◆ **REQUIREMENT**: Retype every entry exactly, character for character.

(Entries taken from a collection)
====
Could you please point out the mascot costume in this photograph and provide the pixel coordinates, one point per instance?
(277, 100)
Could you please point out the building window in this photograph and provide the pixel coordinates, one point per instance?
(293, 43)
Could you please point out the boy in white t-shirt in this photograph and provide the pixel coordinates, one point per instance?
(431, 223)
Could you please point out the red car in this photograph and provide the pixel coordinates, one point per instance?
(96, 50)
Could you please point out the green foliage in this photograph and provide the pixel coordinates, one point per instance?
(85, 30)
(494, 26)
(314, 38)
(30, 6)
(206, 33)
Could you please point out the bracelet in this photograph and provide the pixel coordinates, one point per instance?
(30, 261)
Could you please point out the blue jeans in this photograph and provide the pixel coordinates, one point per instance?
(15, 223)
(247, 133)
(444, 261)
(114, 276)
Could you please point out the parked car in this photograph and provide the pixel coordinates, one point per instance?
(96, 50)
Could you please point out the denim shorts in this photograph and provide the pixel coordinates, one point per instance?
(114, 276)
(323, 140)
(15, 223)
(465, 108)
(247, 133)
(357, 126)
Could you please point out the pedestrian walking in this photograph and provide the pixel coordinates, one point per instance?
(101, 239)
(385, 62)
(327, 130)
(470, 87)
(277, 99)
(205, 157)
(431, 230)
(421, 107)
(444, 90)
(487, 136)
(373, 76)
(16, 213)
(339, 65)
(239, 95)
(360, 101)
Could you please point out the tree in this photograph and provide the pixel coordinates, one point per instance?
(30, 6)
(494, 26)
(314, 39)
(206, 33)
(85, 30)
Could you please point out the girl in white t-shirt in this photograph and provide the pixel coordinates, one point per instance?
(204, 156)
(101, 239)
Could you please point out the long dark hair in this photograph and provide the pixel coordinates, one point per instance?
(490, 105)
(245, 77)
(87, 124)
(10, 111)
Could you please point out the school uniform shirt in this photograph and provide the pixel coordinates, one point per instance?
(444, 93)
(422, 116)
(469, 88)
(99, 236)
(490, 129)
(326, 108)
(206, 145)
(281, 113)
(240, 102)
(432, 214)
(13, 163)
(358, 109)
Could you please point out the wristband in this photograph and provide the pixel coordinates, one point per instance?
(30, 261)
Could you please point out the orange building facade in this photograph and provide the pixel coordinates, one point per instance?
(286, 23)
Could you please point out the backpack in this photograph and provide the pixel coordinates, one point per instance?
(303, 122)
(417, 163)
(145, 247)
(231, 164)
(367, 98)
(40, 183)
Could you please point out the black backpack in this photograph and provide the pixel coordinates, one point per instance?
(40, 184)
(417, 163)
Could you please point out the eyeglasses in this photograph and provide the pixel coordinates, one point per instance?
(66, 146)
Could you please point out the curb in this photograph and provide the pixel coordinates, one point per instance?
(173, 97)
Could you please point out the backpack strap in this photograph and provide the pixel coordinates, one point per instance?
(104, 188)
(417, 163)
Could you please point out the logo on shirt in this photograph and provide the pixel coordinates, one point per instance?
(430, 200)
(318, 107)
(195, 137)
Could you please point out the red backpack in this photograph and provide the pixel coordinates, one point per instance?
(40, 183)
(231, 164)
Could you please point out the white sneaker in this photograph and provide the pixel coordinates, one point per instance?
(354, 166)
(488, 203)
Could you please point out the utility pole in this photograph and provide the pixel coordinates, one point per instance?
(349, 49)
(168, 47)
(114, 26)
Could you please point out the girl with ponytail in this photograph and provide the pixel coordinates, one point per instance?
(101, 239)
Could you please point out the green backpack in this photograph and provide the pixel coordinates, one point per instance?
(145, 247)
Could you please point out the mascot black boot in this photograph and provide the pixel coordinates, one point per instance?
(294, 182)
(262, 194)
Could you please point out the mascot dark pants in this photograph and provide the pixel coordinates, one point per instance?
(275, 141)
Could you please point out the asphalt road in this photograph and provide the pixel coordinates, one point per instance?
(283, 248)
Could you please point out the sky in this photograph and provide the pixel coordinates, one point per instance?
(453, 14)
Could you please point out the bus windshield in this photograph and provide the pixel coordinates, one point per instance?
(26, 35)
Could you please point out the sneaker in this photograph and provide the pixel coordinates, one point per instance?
====
◆ **EXPECTED ANSWER**:
Could you please point out the mascot costume in this photograph and provide the pixel coordinates, one point per instance?
(277, 100)
Could you please point out the building window in this photograph and provide the pixel coordinates, one point per instance?
(293, 43)
Could you please point out the boy in white t-shirt in this photograph and provide the pixel coordinates, one point per instance?
(431, 223)
Could you please point out the red car in this photograph and provide the pixel coordinates, one point per instance?
(96, 50)
Could you please point out the green foliage in this photograph and provide the pixel coordinates, one point per instance?
(85, 30)
(494, 26)
(314, 38)
(30, 6)
(206, 33)
Could you please point out the bracelet in this photograph and provide the pixel coordinates, one point per instance?
(30, 261)
Could you please point out the blue jeans in this photograph and provide the pixel coordinates, one point per instance?
(15, 223)
(247, 133)
(444, 261)
(114, 276)
Could you please point out the parked car in this photograph and provide the pixel coordinates, one point per instance?
(96, 50)
Could you please point out the denim shorts in this photograph and provide the pixel coordinates, one point per instance?
(114, 276)
(323, 140)
(15, 223)
(465, 108)
(247, 133)
(357, 126)
Could you please point out the pedestrian walking in this photograph and provide the pixel coordinates, one point per instance?
(101, 239)
(385, 62)
(327, 130)
(470, 87)
(277, 99)
(205, 157)
(431, 230)
(421, 107)
(444, 90)
(487, 136)
(373, 76)
(16, 213)
(339, 65)
(239, 95)
(360, 101)
Could you please point out the tree in this photograph and provide the pixel coordinates, one point per instance?
(30, 6)
(494, 26)
(314, 39)
(206, 33)
(85, 30)
Could you please point out the girl in white t-shirt in this photograph and provide the pixel coordinates, one point per instance?
(204, 156)
(101, 239)
Could you please point out the long dark hair in this photograph and provide the pixel coordinates, one point per instance?
(490, 105)
(245, 77)
(87, 124)
(10, 111)
Could you please point out the school uniform shirt in this photograph and provide the pixel coordinates, one point per instance?
(444, 93)
(422, 116)
(469, 88)
(99, 236)
(490, 129)
(326, 108)
(206, 145)
(281, 113)
(240, 102)
(432, 214)
(13, 163)
(358, 109)
Could you please point out the wristband in this photograph and provide the pixel coordinates, one point per instance?
(30, 261)
Could you please point out the orange building facade in this photograph and provide the pixel coordinates, one point per instance?
(286, 23)
Could you please point out the backpack in this photograph and provide the pixel coordinates, one point per instance?
(303, 122)
(417, 163)
(145, 247)
(231, 164)
(367, 98)
(40, 183)
Could you please point out the black backpack in this photograph and provide the pixel coordinates, one point per instance?
(40, 184)
(417, 163)
Could you please point out the eyeglasses in this photograph and provide the pixel coordinates, one point per instance?
(66, 146)
Could you please point out the curb in this photograph and provide the pixel coordinates, one point per instance?
(173, 97)
Could you please point out the backpack strap in this photograph and provide the pixel coordinates, one point per instance?
(104, 188)
(417, 163)
Could you please point out the logo on shirt in this photograph and provide the pixel coordinates, one point per instance?
(430, 200)
(318, 107)
(195, 137)
Could you please point out the red backpack in this photograph and provide the pixel coordinates, one point per instance?
(40, 183)
(231, 164)
Could you please point out the white sneaker in this photograph and provide the pixel coordinates, one point per instance?
(354, 166)
(488, 203)
Could you please point out the utility pole in this photograph and provide the pixel coordinates, one point per instance?
(349, 49)
(168, 47)
(114, 26)
Could you please point out the girl with ponytail in this photograph and provide the pixel coordinates, one point per instance?
(101, 239)
Could you please point out the green backpack in this photograph and provide the pixel coordinates, one point per instance?
(145, 247)
Could you please point out the mascot black boot in this photograph and provide the pixel coordinates, one point per instance?
(294, 182)
(262, 194)
Could you please point out the mascot dark pants in this photograph and provide the pixel coordinates, one point per instance?
(275, 141)
Could you please point out the asphalt road in this photograph and provide the pixel coordinates, one point per instance?
(283, 248)
Could you please point out the sky in this photograph and provide the pixel coordinates, one point per instance?
(453, 14)
Could you please point out the bus windshield in this photograph and provide the pixel coordinates, one point per instance?
(26, 35)
Could you please point out the sneaker in this photograph and provide the pixel coordinates, one point per instance?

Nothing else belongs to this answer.